__What is required__: Give back an exact copy of the lines in the records below, from the line that has "box: [129, 99, 139, 103]" through the line that has "box: [96, 164, 99, 177]", and nothing besides.

__Task input__:
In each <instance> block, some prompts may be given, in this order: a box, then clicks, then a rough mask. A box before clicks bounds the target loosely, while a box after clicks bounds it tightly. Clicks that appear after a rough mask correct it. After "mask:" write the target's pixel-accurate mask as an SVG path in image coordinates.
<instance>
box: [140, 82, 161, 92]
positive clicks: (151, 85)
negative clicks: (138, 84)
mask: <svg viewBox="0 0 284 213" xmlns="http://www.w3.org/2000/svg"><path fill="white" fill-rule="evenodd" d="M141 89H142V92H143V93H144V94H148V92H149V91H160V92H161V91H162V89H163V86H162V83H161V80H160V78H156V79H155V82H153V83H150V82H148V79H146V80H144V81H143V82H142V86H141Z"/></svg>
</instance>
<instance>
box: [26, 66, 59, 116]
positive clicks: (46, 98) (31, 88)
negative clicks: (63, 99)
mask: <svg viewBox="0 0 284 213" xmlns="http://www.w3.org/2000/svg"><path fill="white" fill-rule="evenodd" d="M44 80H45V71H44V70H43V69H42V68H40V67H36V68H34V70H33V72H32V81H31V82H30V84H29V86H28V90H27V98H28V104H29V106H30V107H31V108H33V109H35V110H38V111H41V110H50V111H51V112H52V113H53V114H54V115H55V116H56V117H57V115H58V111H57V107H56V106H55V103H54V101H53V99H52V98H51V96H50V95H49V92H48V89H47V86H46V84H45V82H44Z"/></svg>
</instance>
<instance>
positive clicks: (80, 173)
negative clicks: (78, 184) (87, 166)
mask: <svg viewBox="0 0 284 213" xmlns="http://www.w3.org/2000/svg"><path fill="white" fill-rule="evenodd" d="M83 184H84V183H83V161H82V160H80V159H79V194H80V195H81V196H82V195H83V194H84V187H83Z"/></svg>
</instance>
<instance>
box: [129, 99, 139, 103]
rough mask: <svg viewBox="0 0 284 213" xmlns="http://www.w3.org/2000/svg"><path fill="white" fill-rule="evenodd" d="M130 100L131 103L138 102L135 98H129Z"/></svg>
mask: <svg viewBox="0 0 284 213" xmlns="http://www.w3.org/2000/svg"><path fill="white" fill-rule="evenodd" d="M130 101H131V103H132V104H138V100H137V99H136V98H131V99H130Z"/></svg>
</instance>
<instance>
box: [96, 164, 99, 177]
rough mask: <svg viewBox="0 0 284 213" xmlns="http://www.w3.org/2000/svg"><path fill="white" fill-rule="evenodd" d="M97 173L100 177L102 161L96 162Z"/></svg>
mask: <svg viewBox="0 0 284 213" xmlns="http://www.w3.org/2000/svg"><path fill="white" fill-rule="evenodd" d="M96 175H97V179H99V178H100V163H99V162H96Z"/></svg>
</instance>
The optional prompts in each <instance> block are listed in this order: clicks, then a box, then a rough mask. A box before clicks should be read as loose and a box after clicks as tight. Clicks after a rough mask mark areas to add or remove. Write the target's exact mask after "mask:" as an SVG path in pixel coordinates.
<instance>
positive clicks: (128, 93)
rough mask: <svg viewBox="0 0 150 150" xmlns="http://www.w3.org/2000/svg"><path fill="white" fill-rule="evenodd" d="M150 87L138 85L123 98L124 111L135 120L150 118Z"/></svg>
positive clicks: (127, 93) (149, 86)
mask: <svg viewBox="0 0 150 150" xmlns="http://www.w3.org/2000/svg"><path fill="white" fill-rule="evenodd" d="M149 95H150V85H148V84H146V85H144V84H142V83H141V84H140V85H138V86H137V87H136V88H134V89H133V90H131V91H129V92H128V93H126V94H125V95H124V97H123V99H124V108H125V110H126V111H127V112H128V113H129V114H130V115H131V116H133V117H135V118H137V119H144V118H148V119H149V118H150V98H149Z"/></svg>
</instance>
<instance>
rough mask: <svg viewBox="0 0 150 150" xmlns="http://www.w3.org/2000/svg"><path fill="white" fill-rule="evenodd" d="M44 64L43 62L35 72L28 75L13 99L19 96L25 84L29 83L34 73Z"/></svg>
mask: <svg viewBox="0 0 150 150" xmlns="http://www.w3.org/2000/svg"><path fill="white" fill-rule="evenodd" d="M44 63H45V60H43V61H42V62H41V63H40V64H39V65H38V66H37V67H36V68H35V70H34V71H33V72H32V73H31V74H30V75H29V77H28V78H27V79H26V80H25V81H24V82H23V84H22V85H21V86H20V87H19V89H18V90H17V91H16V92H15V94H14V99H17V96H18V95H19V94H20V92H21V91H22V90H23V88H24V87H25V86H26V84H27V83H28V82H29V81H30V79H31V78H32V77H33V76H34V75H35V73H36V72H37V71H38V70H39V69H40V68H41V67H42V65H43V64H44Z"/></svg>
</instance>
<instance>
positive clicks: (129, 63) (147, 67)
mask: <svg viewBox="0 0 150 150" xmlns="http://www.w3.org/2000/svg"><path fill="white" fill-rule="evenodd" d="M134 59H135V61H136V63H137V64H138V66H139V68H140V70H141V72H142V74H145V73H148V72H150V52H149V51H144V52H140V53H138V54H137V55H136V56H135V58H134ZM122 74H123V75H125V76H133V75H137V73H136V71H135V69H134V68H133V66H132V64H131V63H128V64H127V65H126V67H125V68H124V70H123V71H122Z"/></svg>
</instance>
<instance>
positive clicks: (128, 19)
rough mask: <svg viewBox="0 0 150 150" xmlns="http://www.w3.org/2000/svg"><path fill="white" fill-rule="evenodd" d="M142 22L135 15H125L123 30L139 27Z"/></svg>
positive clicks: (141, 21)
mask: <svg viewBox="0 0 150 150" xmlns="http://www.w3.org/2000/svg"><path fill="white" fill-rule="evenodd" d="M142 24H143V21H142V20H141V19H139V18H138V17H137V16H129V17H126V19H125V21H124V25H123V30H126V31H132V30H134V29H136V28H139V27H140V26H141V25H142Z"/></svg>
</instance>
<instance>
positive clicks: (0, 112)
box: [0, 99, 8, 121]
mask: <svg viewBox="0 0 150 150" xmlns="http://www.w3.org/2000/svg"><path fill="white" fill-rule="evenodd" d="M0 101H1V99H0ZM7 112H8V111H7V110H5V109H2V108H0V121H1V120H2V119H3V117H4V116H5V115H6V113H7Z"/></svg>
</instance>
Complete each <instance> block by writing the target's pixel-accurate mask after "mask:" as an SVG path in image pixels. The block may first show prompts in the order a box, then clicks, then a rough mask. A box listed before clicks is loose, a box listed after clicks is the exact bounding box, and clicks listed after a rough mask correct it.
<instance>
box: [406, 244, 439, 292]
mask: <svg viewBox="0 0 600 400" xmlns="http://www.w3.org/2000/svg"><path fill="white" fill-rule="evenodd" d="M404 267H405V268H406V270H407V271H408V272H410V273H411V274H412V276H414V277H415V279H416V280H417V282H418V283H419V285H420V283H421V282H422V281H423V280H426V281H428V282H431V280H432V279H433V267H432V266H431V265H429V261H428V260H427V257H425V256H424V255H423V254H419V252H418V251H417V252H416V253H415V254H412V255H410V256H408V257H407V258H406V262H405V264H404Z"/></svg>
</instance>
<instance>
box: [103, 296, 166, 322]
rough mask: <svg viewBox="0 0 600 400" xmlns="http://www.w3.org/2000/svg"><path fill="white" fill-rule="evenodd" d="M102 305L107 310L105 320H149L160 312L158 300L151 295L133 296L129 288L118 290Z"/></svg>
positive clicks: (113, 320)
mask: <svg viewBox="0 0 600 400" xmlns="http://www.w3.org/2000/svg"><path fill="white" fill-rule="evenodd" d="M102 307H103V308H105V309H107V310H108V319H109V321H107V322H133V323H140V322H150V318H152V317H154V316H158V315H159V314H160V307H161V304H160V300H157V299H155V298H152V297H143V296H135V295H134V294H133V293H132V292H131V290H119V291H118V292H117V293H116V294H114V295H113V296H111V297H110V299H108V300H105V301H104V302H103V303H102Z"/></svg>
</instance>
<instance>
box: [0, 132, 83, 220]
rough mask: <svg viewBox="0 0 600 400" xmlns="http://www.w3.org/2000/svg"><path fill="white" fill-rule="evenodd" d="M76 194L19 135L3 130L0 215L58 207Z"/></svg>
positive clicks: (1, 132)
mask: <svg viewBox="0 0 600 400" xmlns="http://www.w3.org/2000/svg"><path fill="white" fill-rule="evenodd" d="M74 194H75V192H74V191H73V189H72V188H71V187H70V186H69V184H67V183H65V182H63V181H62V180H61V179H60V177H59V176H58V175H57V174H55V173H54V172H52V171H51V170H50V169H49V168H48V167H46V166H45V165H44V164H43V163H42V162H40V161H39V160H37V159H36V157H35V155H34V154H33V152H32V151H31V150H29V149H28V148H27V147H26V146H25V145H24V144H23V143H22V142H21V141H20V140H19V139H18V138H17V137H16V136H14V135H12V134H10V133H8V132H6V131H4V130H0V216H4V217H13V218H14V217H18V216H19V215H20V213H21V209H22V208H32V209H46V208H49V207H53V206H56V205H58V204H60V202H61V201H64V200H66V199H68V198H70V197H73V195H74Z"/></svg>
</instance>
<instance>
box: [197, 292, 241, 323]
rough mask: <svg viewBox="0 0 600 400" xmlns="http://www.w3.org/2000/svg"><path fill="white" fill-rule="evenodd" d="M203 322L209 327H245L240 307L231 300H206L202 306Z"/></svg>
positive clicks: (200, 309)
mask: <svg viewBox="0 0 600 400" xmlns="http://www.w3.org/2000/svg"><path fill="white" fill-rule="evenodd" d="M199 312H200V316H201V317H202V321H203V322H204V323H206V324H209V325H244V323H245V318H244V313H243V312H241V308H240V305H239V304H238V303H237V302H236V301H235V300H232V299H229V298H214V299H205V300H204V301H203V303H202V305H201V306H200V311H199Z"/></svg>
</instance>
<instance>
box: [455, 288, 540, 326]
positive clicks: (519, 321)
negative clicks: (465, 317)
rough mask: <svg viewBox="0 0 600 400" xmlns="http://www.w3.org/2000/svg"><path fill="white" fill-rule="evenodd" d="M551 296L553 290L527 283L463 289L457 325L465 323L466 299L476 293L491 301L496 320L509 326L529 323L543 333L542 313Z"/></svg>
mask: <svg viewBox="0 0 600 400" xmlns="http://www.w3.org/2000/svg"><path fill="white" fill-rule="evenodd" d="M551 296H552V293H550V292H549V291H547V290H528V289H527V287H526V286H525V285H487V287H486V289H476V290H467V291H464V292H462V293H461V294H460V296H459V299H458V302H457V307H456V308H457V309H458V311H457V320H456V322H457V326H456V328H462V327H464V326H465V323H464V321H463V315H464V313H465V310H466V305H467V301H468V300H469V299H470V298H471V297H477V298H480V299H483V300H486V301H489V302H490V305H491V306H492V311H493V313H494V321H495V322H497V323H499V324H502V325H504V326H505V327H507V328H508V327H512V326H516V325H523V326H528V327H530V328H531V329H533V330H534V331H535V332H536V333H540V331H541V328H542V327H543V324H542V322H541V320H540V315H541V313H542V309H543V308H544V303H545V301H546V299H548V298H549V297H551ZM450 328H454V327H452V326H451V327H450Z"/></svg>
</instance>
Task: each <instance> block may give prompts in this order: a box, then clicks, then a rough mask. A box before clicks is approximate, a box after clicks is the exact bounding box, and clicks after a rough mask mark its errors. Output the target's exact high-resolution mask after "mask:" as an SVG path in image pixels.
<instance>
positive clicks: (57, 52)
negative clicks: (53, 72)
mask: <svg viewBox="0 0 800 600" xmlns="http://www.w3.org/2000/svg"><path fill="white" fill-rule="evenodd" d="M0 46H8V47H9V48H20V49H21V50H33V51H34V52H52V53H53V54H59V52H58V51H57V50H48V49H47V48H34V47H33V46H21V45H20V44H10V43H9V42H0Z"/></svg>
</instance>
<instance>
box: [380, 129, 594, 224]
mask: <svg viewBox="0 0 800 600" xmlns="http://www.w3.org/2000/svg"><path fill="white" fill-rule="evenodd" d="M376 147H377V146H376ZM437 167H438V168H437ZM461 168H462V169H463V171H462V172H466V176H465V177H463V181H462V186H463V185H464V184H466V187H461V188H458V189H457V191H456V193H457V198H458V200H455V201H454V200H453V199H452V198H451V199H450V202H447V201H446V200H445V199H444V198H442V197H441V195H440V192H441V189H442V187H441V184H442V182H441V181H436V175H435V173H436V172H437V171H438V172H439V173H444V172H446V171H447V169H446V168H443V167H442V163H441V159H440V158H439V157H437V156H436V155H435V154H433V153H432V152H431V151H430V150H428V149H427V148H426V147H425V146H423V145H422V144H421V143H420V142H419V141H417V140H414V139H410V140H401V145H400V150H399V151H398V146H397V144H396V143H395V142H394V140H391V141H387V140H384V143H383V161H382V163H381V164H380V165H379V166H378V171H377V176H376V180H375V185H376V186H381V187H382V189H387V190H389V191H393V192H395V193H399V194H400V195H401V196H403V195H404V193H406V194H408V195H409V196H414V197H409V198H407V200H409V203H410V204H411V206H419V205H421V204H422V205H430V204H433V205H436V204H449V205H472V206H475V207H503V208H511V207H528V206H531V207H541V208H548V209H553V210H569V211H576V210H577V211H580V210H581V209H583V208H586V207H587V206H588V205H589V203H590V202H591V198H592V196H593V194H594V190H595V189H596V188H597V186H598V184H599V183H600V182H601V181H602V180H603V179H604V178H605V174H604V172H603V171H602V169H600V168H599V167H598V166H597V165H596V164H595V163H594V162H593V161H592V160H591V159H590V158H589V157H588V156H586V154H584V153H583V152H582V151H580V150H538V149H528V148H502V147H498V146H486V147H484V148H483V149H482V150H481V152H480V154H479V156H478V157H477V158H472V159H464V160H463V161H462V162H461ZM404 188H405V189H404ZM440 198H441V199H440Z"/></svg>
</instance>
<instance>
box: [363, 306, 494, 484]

__Output for this task__:
box: [129, 99, 139, 103]
rough mask: <svg viewBox="0 0 284 213" xmlns="http://www.w3.org/2000/svg"><path fill="white" fill-rule="evenodd" d="M130 100L131 103L138 102L135 98H129Z"/></svg>
mask: <svg viewBox="0 0 284 213" xmlns="http://www.w3.org/2000/svg"><path fill="white" fill-rule="evenodd" d="M130 101H131V103H132V104H138V100H137V99H136V98H131V99H130Z"/></svg>
</instance>
<instance>
box: [96, 164, 99, 177]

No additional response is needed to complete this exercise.